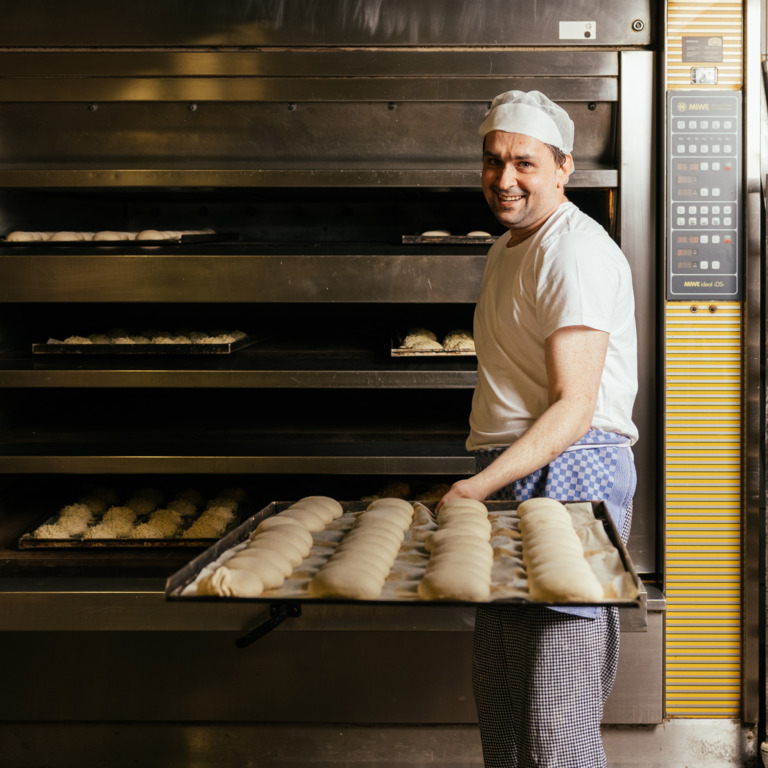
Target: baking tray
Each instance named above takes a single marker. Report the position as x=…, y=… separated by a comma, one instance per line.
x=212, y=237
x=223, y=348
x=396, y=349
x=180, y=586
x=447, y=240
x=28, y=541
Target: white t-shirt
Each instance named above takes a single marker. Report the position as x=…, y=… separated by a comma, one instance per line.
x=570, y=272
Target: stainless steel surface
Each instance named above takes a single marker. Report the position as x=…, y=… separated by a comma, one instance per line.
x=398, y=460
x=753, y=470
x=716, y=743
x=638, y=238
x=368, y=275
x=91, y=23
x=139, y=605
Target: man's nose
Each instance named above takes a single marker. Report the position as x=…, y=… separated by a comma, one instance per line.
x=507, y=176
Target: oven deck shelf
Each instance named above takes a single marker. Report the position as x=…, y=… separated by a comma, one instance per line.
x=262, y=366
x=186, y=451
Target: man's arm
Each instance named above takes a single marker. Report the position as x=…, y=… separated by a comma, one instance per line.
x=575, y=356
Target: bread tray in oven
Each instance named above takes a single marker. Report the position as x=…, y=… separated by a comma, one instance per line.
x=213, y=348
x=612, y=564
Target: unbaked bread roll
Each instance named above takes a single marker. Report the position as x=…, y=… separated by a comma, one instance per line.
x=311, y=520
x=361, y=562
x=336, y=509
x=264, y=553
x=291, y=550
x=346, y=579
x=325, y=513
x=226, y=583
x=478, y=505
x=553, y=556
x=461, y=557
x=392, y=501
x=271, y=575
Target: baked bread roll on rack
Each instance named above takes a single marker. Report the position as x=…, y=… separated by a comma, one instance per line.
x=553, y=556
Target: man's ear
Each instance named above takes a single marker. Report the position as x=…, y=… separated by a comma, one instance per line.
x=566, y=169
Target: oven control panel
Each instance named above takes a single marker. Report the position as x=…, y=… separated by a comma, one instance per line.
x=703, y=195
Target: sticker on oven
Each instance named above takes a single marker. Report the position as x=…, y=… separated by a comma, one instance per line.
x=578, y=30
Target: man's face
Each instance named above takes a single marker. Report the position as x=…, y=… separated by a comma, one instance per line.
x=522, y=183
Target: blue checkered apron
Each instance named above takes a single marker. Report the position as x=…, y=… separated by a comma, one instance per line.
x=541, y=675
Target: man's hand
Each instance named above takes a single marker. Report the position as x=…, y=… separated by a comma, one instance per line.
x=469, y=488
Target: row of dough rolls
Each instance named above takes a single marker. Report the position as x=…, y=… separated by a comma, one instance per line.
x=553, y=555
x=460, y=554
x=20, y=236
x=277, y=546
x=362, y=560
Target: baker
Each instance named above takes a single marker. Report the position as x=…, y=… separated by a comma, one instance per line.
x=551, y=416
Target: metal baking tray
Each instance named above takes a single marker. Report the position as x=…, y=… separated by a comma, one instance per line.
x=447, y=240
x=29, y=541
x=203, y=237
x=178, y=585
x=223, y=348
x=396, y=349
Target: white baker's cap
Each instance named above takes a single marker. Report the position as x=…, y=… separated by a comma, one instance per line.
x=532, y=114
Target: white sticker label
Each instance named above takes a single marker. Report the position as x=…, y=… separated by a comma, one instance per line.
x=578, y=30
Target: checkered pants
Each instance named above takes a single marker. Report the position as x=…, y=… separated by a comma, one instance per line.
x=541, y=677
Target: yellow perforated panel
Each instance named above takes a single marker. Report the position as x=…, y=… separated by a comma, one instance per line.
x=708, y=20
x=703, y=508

━━━━━━━━

Exercise objective
Quote all of the data above verbatim, leaving the pictures out.

Worked solution
Target: baking tray
Each instance named above takes a single marker. Report the position as x=…, y=… separated by a comma, one instance per line.
x=212, y=237
x=223, y=348
x=396, y=349
x=180, y=586
x=447, y=240
x=28, y=541
Target: white t-shirt
Each instance named above takes a single marker. Report the position as x=…, y=… separated by a comma, one instance per line.
x=570, y=272
Target: stainless steel surface
Each instance named above takes a single marker. Report the position as x=…, y=… separated by a comma, one instance per line.
x=398, y=460
x=753, y=470
x=716, y=743
x=638, y=238
x=368, y=275
x=91, y=23
x=139, y=605
Target: man's nose
Each instance named above takes a single marker. Report the position as x=…, y=… separated by a comma, one instance per line.
x=507, y=176
Target: oven deck shelf
Each instance named above takes a single marker. Report the position as x=…, y=… separated by a comma, one instance per line.
x=262, y=366
x=186, y=451
Target: man's arm
Each instance named above takes a single marker. Report the position as x=…, y=… separated by a comma, one instance per line.
x=575, y=356
Target: bread tray in oven
Each instance named above takes a single marker. Report the position as x=…, y=… separated by a comma, one instance per line.
x=213, y=348
x=612, y=564
Target: unbaked bread roll
Each instance named above takes a single marker. Report the position as x=…, y=… separated by a comma, one instance per line.
x=311, y=520
x=361, y=562
x=336, y=509
x=264, y=553
x=291, y=550
x=346, y=579
x=325, y=513
x=226, y=583
x=478, y=505
x=553, y=556
x=461, y=557
x=392, y=501
x=271, y=575
Target: baked bread roll on rack
Each instance named above takes a single marker. Report the position as x=…, y=… separated by a comma, one instance per line.
x=553, y=556
Target: man's ear
Each instance named above takes a single marker. Report the position as x=…, y=… separated by a comma, one instance per line.
x=566, y=169
Target: oven control panel
Each instance named above takes a single marker. Report the position as x=…, y=… separated by a comma, one instance per line.
x=703, y=195
Target: sticker on oven
Each instance named above takes a single marker. Report the position as x=…, y=… separated by a comma, one instance per line.
x=578, y=30
Target: man's face
Each instance named above takes a single marker. Report the position as x=…, y=… separated by a comma, one instance per line.
x=522, y=183
Target: blue checkered apron
Each instance named above takes a single marker. Report the position as x=…, y=… separated by a comma, one instance per line.
x=541, y=675
Target: man's hand
Each instance named above takes a single marker. Report the position as x=…, y=… separated by a comma, one instance per line.
x=469, y=488
Target: row of dough rolls
Each instance named above takes a single marker. Report the position as x=…, y=… separated by a comma, one instance per line.
x=553, y=555
x=460, y=554
x=20, y=236
x=277, y=546
x=362, y=560
Target: baker
Each instance named above takes a single marker. Report the position as x=…, y=… separated by a comma, one instance per line.
x=551, y=416
Target: metal baking tray
Each instance named above takes a single marker. Report the position as x=…, y=… separated by a comma, one instance per line.
x=447, y=240
x=29, y=541
x=203, y=237
x=178, y=585
x=223, y=348
x=396, y=349
Target: white baker's cap
Each instance named above takes a single marker. Report the position as x=…, y=… separated by a comma, one instance per line.
x=532, y=114
Target: white sticker label
Each instance named above takes a single marker. Report the position as x=…, y=… separated by a comma, one instance per line.
x=578, y=30
Target: checkered pants
Each instance named above takes a single marker. Report the position as x=…, y=… separated by a comma, one instance per line.
x=541, y=677
Target: yellow perforated panel
Each instance named above takes a single marker. Report the position as x=…, y=… separated by a comma, one instance per line.
x=708, y=20
x=703, y=508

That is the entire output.